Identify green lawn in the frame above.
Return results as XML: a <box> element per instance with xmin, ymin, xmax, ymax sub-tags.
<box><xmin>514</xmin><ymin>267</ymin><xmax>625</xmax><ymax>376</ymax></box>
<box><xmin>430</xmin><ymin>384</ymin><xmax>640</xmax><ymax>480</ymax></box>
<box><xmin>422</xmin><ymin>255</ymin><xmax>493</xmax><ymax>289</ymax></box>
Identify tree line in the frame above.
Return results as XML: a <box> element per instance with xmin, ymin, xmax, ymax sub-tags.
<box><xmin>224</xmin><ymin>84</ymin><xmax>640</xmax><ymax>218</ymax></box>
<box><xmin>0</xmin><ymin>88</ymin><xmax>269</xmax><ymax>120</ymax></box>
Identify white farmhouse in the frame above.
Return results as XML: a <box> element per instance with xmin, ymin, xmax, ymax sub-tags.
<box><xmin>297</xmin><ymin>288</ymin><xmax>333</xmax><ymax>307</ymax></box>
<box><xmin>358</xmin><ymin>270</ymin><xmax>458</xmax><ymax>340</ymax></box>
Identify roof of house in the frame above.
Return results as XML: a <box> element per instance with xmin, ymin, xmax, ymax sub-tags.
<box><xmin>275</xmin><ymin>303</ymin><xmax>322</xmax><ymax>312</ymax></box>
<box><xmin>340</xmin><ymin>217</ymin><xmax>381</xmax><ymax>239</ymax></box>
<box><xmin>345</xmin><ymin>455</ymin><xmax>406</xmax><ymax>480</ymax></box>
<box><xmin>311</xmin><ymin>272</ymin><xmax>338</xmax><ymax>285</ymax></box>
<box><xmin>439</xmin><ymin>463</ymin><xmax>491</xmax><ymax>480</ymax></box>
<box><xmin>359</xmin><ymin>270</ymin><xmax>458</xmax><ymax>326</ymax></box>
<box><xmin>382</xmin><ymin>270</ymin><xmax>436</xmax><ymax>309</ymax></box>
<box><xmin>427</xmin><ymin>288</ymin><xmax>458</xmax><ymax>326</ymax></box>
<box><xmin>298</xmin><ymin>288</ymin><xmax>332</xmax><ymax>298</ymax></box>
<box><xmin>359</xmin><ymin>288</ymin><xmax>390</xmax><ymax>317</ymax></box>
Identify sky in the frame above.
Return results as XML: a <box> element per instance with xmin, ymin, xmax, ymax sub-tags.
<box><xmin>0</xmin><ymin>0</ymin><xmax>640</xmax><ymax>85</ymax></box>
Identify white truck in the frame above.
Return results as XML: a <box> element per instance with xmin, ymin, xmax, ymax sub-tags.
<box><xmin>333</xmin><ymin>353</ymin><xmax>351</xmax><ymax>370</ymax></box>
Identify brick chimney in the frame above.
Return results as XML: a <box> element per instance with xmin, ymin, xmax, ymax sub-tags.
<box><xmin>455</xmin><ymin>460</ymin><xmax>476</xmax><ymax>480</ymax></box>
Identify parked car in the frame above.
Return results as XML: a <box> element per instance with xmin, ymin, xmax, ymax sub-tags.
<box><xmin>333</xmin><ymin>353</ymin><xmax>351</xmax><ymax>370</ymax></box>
=-=-=
What is needed
Copy the material starting at the line that contains "Identify parked car in the frame above." and ending at the end of the material, putting "parked vehicle" in place of "parked car" and leaving everything else unchanged.

Finished exercise
Identify parked vehicle in the frame above.
Return results as XML: a <box> element per instance with xmin, ymin, xmax, ymax sub-tags.
<box><xmin>333</xmin><ymin>353</ymin><xmax>351</xmax><ymax>370</ymax></box>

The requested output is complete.